▶ _Written instruction_
Print the records below word for word, leaving nothing out.

:::

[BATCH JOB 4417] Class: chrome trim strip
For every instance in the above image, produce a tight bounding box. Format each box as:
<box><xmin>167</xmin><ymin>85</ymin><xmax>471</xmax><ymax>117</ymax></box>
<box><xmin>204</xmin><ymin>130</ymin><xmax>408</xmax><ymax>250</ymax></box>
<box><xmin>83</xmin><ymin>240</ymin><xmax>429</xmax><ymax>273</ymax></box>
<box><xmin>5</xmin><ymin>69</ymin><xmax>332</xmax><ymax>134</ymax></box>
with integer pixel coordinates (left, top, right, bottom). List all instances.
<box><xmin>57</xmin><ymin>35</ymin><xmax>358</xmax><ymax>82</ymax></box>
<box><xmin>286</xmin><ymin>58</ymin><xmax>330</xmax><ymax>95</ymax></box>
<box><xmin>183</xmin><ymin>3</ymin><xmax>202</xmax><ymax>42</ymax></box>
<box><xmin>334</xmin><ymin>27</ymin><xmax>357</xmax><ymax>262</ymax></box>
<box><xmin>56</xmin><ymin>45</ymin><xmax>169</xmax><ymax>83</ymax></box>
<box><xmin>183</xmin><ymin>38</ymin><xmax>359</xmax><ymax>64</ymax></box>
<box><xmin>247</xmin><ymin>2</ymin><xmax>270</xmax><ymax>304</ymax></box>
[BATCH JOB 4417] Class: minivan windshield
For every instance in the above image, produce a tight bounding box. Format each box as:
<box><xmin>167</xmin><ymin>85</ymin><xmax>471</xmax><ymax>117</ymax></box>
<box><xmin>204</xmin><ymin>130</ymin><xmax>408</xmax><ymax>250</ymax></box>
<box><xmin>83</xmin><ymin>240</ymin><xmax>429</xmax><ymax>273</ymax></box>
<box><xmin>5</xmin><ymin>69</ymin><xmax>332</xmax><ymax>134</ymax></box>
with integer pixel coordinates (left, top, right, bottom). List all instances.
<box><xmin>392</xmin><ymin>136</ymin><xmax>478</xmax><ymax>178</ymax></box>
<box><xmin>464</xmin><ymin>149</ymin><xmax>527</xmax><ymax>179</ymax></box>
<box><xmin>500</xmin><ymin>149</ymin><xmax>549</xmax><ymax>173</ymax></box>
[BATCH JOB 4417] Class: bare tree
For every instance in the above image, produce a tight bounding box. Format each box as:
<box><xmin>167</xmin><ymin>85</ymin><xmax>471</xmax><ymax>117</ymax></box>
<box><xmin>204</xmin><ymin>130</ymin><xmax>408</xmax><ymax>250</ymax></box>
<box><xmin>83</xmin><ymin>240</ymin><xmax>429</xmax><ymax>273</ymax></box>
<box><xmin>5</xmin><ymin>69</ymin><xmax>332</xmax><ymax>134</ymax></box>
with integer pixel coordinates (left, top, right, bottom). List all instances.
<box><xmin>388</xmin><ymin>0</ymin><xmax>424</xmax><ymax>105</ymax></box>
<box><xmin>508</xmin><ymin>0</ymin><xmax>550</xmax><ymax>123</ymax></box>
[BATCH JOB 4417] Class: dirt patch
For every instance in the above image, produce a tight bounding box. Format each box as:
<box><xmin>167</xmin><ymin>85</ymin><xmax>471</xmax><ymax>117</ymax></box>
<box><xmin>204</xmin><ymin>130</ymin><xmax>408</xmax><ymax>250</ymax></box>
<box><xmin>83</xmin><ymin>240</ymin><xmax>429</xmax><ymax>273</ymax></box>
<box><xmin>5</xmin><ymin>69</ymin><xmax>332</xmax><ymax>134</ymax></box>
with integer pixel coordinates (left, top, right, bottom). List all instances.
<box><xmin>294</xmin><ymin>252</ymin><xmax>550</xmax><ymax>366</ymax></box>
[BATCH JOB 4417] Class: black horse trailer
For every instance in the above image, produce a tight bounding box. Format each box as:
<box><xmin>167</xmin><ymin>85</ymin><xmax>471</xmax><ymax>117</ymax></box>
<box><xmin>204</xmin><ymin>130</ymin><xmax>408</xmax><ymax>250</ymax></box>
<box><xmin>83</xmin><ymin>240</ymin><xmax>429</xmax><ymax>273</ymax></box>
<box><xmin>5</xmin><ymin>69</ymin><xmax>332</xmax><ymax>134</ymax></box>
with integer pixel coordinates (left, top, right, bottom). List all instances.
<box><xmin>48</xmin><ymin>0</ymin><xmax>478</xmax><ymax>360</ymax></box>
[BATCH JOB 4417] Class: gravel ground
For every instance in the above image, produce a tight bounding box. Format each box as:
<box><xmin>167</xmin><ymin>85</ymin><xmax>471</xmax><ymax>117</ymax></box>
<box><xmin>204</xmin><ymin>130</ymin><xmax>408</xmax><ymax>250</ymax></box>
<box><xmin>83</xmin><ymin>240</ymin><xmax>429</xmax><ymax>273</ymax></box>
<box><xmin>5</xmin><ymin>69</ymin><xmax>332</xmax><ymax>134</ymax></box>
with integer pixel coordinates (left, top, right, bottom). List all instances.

:::

▶ _In response_
[BATCH JOB 4417] Class: chrome trim strip
For every instance in the above image, produce a tight bounding box. Format each box as:
<box><xmin>167</xmin><ymin>85</ymin><xmax>471</xmax><ymax>117</ymax></box>
<box><xmin>204</xmin><ymin>130</ymin><xmax>408</xmax><ymax>250</ymax></box>
<box><xmin>83</xmin><ymin>240</ymin><xmax>429</xmax><ymax>273</ymax></box>
<box><xmin>5</xmin><ymin>69</ymin><xmax>332</xmax><ymax>134</ymax></box>
with integer pixel coordinates (left, top, right, bottom). List all instances.
<box><xmin>57</xmin><ymin>35</ymin><xmax>358</xmax><ymax>82</ymax></box>
<box><xmin>286</xmin><ymin>58</ymin><xmax>330</xmax><ymax>95</ymax></box>
<box><xmin>183</xmin><ymin>3</ymin><xmax>202</xmax><ymax>42</ymax></box>
<box><xmin>334</xmin><ymin>27</ymin><xmax>357</xmax><ymax>262</ymax></box>
<box><xmin>56</xmin><ymin>45</ymin><xmax>169</xmax><ymax>83</ymax></box>
<box><xmin>183</xmin><ymin>38</ymin><xmax>359</xmax><ymax>64</ymax></box>
<box><xmin>247</xmin><ymin>2</ymin><xmax>270</xmax><ymax>304</ymax></box>
[BATCH JOB 4417] Class: minivan windshield
For every instance in the above image, produce a tight bounding box. Format each box as:
<box><xmin>167</xmin><ymin>85</ymin><xmax>471</xmax><ymax>117</ymax></box>
<box><xmin>204</xmin><ymin>130</ymin><xmax>408</xmax><ymax>250</ymax></box>
<box><xmin>83</xmin><ymin>240</ymin><xmax>429</xmax><ymax>273</ymax></box>
<box><xmin>5</xmin><ymin>69</ymin><xmax>332</xmax><ymax>134</ymax></box>
with integer pixel coordinates (left, top, right, bottom). List all instances.
<box><xmin>392</xmin><ymin>136</ymin><xmax>478</xmax><ymax>178</ymax></box>
<box><xmin>464</xmin><ymin>149</ymin><xmax>527</xmax><ymax>179</ymax></box>
<box><xmin>500</xmin><ymin>149</ymin><xmax>549</xmax><ymax>173</ymax></box>
[BATCH JOB 4417] Class: bare tree
For every instance in the above image, produce a tight bounding box. Format each box as:
<box><xmin>167</xmin><ymin>85</ymin><xmax>471</xmax><ymax>117</ymax></box>
<box><xmin>204</xmin><ymin>130</ymin><xmax>408</xmax><ymax>250</ymax></box>
<box><xmin>83</xmin><ymin>240</ymin><xmax>429</xmax><ymax>273</ymax></box>
<box><xmin>5</xmin><ymin>69</ymin><xmax>332</xmax><ymax>134</ymax></box>
with integer pixel coordinates (left, top, right, bottom). List all instances.
<box><xmin>388</xmin><ymin>0</ymin><xmax>424</xmax><ymax>105</ymax></box>
<box><xmin>508</xmin><ymin>0</ymin><xmax>550</xmax><ymax>123</ymax></box>
[BATCH JOB 4417] Class: dirt patch
For every instance in the above image, produce a tight bounding box. Format each box as:
<box><xmin>167</xmin><ymin>85</ymin><xmax>471</xmax><ymax>117</ymax></box>
<box><xmin>204</xmin><ymin>130</ymin><xmax>408</xmax><ymax>250</ymax></box>
<box><xmin>83</xmin><ymin>240</ymin><xmax>429</xmax><ymax>273</ymax></box>
<box><xmin>5</xmin><ymin>69</ymin><xmax>332</xmax><ymax>134</ymax></box>
with integer pixel coordinates (left, top, right, bottom). List all instances.
<box><xmin>294</xmin><ymin>252</ymin><xmax>550</xmax><ymax>366</ymax></box>
[BATCH JOB 4417] Class: black horse trailer
For every instance in the above image, produce a tight bounding box. Format each box as:
<box><xmin>167</xmin><ymin>85</ymin><xmax>471</xmax><ymax>117</ymax></box>
<box><xmin>204</xmin><ymin>130</ymin><xmax>408</xmax><ymax>250</ymax></box>
<box><xmin>83</xmin><ymin>240</ymin><xmax>429</xmax><ymax>273</ymax></box>
<box><xmin>5</xmin><ymin>69</ymin><xmax>332</xmax><ymax>134</ymax></box>
with integer pixel coordinates (left, top, right, bottom). List all instances.
<box><xmin>48</xmin><ymin>0</ymin><xmax>478</xmax><ymax>360</ymax></box>
[BATCH JOB 4417] Class: gravel ground
For every instance in the above image, produce a tight bounding box. Format each box as:
<box><xmin>167</xmin><ymin>85</ymin><xmax>471</xmax><ymax>117</ymax></box>
<box><xmin>204</xmin><ymin>130</ymin><xmax>408</xmax><ymax>250</ymax></box>
<box><xmin>83</xmin><ymin>240</ymin><xmax>429</xmax><ymax>273</ymax></box>
<box><xmin>5</xmin><ymin>69</ymin><xmax>332</xmax><ymax>134</ymax></box>
with integer pixel coordinates (left, top, right, bottom). List all instances.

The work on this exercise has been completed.